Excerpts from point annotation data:
::::::::::

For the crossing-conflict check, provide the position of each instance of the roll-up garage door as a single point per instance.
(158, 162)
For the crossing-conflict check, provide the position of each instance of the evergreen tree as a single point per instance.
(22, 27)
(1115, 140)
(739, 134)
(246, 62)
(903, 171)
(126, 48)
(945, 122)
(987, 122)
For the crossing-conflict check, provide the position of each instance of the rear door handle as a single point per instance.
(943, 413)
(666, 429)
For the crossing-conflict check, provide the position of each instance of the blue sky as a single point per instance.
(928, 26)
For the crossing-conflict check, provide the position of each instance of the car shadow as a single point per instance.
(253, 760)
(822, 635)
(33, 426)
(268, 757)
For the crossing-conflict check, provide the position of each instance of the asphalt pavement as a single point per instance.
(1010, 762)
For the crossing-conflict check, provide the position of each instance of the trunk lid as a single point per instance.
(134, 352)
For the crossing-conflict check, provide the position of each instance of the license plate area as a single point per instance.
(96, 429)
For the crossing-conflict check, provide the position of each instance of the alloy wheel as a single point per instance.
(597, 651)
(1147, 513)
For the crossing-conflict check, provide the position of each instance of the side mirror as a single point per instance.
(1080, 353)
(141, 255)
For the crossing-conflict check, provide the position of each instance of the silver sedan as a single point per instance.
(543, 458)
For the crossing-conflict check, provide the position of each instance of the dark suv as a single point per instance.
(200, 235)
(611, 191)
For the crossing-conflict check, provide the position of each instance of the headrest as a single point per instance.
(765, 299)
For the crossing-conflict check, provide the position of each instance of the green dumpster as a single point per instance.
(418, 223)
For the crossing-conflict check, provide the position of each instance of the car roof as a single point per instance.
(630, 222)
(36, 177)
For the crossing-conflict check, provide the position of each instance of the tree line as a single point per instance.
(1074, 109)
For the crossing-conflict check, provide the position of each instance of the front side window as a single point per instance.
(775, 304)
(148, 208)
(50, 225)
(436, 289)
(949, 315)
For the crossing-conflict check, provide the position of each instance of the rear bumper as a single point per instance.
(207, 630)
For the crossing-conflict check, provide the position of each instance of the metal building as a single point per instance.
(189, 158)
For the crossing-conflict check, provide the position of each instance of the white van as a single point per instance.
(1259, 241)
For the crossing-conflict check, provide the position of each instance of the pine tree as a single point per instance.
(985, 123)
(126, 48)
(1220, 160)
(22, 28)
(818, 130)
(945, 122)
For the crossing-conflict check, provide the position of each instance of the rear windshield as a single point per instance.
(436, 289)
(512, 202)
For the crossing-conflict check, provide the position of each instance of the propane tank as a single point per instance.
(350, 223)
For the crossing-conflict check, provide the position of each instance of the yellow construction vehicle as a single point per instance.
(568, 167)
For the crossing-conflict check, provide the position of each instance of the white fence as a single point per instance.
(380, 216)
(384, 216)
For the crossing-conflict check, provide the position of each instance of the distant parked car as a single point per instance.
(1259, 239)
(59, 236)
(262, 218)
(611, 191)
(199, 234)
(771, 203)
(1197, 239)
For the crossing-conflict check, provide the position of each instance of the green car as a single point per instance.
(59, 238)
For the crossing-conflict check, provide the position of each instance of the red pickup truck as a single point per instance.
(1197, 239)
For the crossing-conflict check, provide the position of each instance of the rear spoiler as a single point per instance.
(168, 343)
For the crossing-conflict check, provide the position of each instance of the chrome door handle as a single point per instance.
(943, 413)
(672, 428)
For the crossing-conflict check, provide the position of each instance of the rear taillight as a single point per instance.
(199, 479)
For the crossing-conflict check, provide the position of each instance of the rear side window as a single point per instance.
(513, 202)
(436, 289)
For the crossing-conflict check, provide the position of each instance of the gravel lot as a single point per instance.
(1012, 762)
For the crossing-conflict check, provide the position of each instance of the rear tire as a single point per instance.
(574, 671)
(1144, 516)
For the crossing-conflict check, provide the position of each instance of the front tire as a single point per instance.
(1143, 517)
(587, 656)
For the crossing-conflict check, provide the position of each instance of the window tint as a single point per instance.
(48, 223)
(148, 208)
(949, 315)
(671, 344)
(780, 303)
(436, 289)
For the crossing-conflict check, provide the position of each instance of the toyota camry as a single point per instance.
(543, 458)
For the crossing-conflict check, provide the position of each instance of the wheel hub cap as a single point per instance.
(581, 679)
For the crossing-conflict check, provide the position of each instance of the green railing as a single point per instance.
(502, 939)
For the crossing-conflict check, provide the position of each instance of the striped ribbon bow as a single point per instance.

::::::::::

(Directive):
Output the lines of data from the one containing "front tire as a single point per instance." through the last line, inclusive and unchanged.

(Exercise output):
For the crossing-conflict check, provide the position of each instance of the front tire as a single point per instance.
(1143, 517)
(587, 656)
For the crossing-conflict check, provide the position of each instance of the window tint as a single point per instance.
(48, 223)
(148, 208)
(949, 315)
(671, 344)
(780, 303)
(436, 289)
For the crossing-conflict check, provide the position of each instance of the toyota camry as a single point per instance.
(543, 458)
For the crossing-conflict check, provide the position of each instance of the wheel hub cap as a single point per instance.
(581, 679)
For the crossing-conflict check, provide the position of each instance of the green railing as a single point per instance.
(502, 939)
For the crossing-conflict check, provide the position of each instance of the striped ribbon bow as a single point per instance.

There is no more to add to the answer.